Work instructions
1 – In the Tarpon Springs Epiphany article, copy word for word the passage from "Traditional Greek culture, including" to "had fallen overnight.".
2 – According to the Tarpon Springs Epiphany article, how many boys dive into the bayou after the cross, and what ages are they?

----- Supplied text

Traditional Greek culture, including dancing, is on display during the Christian holiday Epiphany in Tarpon Springs, Fla. (Josh Noel/Chicago Tribune)

TARPON SPRINGS, Fla. — The Greeks started filing into church about 8 a.m., but I'm neither Greek nor churchgoing, so I spent the morning walking.

I started where everyone would be in a few hours: the bayou just off the downtown, where more than 70 boys ages 16 to 18 would leap into the shallow, frigid water in pursuit of a cross tossed by a Greek Orthodox elder. Whoever retrieved the cross would win good luck for himself and his family for a year. He would be a town hero, a name on everyone's lips.

Locals already were setting up folding chairs and laying down blankets around the bayou's edge. Four TV trucks were in position for their live shots. The skies were gray and the air cool. Sheets of rain had fallen overnight.

It was Jan. 6, the Christian holiday of Epiphany (or Three Kings Day, if you prefer), and the annual religious and cultural highlight in this town of 23,000. Tarpon Springs, which has one of the highest percentages of Greeks in the country, has sent its boys into the water chasing crosses on this day for more than 100 years. The merging of cross and water commemorates Jesus' baptism.

I left the gathering crowd behind and wandered to St. Nicholas Greek Orthodox Cathedral, where cops waited outside to lead the four-block procession to the bayou. Across the street, in Fournos Bakery, the woman behind the counter told me everything in the glass case was baked that morning. I got a profoundly dense, chocolate-covered baklava and spinach pie with a deliciously creamy center. She asked where I was from. I said up North.

----------
----- Record list

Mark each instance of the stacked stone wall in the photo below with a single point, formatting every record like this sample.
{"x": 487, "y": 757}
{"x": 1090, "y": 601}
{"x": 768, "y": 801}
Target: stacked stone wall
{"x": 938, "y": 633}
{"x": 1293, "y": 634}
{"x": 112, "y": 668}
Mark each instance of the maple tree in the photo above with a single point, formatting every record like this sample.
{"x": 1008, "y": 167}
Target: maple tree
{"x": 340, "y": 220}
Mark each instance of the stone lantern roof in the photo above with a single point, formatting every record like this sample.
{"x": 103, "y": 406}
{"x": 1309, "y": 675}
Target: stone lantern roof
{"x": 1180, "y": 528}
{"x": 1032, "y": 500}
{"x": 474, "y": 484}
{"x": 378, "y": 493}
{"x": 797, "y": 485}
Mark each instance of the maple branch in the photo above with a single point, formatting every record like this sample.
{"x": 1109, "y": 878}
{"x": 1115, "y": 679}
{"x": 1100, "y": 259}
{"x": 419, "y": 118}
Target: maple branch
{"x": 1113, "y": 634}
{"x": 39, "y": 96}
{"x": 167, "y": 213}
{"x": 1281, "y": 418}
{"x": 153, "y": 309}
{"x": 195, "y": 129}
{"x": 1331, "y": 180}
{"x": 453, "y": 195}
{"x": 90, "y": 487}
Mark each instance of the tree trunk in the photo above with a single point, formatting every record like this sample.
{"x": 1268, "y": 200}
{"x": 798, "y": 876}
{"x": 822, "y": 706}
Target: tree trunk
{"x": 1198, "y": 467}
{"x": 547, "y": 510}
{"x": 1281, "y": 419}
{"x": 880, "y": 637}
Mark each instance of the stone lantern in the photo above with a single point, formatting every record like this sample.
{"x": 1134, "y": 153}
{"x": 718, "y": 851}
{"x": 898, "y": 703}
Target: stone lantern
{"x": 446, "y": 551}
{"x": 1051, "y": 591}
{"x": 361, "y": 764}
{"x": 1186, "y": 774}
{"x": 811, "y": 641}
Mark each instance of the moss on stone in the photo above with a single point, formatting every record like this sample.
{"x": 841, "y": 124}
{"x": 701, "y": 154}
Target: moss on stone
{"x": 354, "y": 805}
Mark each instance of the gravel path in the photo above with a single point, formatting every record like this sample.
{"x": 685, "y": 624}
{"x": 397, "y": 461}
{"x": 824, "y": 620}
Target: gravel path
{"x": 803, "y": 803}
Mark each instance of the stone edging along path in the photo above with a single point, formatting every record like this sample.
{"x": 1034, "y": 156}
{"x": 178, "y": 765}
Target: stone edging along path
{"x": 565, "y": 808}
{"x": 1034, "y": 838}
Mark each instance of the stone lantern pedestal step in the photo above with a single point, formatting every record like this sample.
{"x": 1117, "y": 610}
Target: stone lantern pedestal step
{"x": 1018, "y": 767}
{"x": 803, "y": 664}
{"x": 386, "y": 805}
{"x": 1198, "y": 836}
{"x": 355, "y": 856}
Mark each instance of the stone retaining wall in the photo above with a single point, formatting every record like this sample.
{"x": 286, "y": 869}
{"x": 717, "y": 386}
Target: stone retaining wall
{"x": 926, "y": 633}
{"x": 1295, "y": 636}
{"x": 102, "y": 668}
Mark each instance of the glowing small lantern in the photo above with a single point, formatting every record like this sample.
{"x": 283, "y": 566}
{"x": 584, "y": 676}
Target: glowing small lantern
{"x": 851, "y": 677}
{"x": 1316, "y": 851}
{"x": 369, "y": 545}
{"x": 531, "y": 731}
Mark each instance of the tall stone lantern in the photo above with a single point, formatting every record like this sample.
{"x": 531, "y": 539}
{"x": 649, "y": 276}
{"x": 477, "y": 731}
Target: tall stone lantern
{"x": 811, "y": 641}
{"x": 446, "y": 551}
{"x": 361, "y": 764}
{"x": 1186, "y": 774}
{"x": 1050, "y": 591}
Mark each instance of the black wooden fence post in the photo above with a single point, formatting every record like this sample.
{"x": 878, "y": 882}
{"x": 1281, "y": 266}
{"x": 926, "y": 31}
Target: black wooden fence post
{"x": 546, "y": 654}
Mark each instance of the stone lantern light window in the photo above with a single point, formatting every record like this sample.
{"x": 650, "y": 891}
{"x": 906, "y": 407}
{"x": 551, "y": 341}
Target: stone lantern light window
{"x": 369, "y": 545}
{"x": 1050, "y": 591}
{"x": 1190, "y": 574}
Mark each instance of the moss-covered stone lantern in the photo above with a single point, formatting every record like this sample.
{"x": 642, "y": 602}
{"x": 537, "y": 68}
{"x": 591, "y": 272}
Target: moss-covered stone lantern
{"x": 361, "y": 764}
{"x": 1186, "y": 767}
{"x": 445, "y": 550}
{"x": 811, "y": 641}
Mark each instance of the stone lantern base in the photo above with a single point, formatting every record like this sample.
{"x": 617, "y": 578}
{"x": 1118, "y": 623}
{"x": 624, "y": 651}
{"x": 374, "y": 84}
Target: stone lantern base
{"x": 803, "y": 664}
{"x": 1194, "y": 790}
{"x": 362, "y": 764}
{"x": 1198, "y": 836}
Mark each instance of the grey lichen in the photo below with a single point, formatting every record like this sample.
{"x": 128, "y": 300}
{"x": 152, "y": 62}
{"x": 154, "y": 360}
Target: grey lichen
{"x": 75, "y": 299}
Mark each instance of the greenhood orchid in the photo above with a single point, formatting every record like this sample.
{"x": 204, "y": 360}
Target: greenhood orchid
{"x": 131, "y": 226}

----------

Expected answers
1 –
Traditional Greek culture, including dancing, is on display during the Christian holiday Epiphany in Tarpon Springs, Fla. (Josh Noel/Chicago Tribune)

TARPON SPRINGS, Fla. — The Greeks started filing into church about 8 a.m., but I'm neither Greek nor churchgoing, so I spent the morning walking.

I started where everyone would be in a few hours: the bayou just off the downtown, where more than 70 boys ages 16 to 18 would leap into the shallow, frigid water in pursuit of a cross tossed by a Greek Orthodox elder. Whoever retrieved the cross would win good luck for himself and his family for a year. He would be a town hero, a name on everyone's lips.

Locals already were setting up folding chairs and laying down blankets around the bayou's edge. Four TV trucks were in position for their live shots. The skies were gray and the air cool. Sheets of rain had fallen overnight.

2 – More than 70 boys, ages 16 to 18.